» **Set problem**:
Lay out every line of the rows below as a Markdown table with the columns "No" and "Line", numbering the lines in order and skipping blank lines. Leave the pictures out.

++++ Provided records ++++

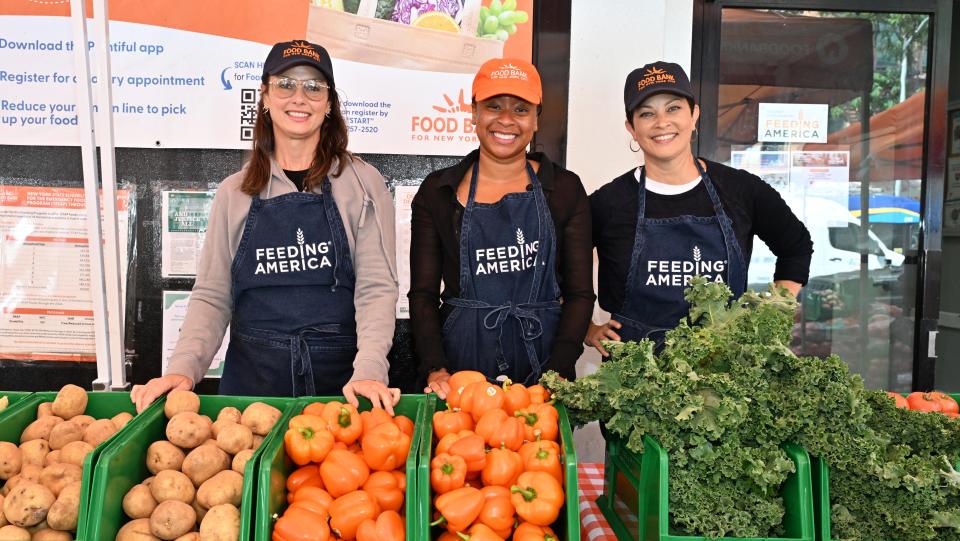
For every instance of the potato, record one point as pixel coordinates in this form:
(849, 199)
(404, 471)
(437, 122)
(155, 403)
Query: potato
(137, 530)
(40, 429)
(139, 502)
(179, 401)
(70, 402)
(260, 418)
(222, 523)
(163, 455)
(64, 433)
(188, 430)
(58, 476)
(49, 534)
(10, 460)
(14, 533)
(240, 460)
(64, 512)
(224, 487)
(35, 451)
(121, 419)
(45, 409)
(171, 519)
(229, 413)
(99, 431)
(204, 462)
(75, 452)
(172, 485)
(235, 438)
(27, 504)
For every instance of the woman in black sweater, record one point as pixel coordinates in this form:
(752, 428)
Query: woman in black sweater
(678, 216)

++++

» **Correct response**:
| No | Line |
|---|---|
| 1 | For every instance of the potato, record one point as pixel coordinates in this form: |
| 2 | (849, 199) |
| 3 | (404, 471) |
| 4 | (437, 122) |
| 5 | (155, 403) |
| 6 | Query: potato |
| 7 | (137, 530) |
| 8 | (40, 429) |
| 9 | (139, 502) |
| 10 | (179, 401) |
| 11 | (70, 402) |
| 12 | (260, 418) |
| 13 | (222, 523) |
| 14 | (163, 455) |
| 15 | (64, 433) |
| 16 | (188, 430) |
| 17 | (58, 476) |
| 18 | (49, 534) |
| 19 | (10, 460) |
| 20 | (14, 533) |
| 21 | (240, 460) |
| 22 | (64, 512) |
| 23 | (224, 487) |
| 24 | (35, 451) |
| 25 | (121, 419) |
| 26 | (45, 409) |
| 27 | (171, 519) |
| 28 | (229, 413) |
| 29 | (99, 431) |
| 30 | (204, 462) |
| 31 | (75, 452) |
| 32 | (172, 485) |
| 33 | (235, 438) |
| 34 | (27, 504) |
| 35 | For every instance of the woman in black sweater, record one point as pixel coordinates in this form: |
| 36 | (752, 428) |
| 37 | Query: woman in black sweater |
| 38 | (678, 216) |